• TASK STATEMENT:
Reproduce verbatim the portion of the material that opens with its first line and closes with the line containing "[0,19,550,363]", including both of those lines.

==== INFORMATION SUPPLIED ====

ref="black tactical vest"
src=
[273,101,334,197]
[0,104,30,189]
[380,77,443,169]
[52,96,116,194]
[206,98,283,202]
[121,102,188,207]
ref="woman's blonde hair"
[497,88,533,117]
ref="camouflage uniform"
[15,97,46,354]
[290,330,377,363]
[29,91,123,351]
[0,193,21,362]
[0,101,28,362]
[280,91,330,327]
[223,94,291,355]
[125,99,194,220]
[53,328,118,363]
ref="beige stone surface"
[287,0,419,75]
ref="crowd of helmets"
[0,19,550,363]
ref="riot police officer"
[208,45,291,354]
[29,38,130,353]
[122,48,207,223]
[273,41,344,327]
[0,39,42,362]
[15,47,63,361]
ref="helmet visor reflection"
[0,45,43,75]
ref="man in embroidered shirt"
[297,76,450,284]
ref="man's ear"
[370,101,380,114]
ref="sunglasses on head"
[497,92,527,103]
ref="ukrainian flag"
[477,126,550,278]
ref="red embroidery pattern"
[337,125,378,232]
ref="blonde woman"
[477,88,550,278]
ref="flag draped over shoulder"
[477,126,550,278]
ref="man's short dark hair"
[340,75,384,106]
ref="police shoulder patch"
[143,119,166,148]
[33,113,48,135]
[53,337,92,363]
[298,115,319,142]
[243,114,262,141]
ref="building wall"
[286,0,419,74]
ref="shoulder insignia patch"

====

• ANSWER TO THIS PROBLEM:
ref="black tactical vest"
src=
[273,101,334,197]
[0,104,30,189]
[380,77,443,169]
[52,96,116,194]
[206,98,283,202]
[121,102,188,207]
ref="woman's blonde hair"
[497,88,533,117]
ref="camouflage uniform"
[15,97,46,354]
[290,330,377,363]
[29,91,123,351]
[0,193,21,362]
[0,101,28,362]
[280,91,330,327]
[223,94,291,355]
[125,99,194,220]
[53,328,118,363]
ref="beige stone surface"
[287,0,419,75]
ref="crowd of helmets"
[0,19,550,363]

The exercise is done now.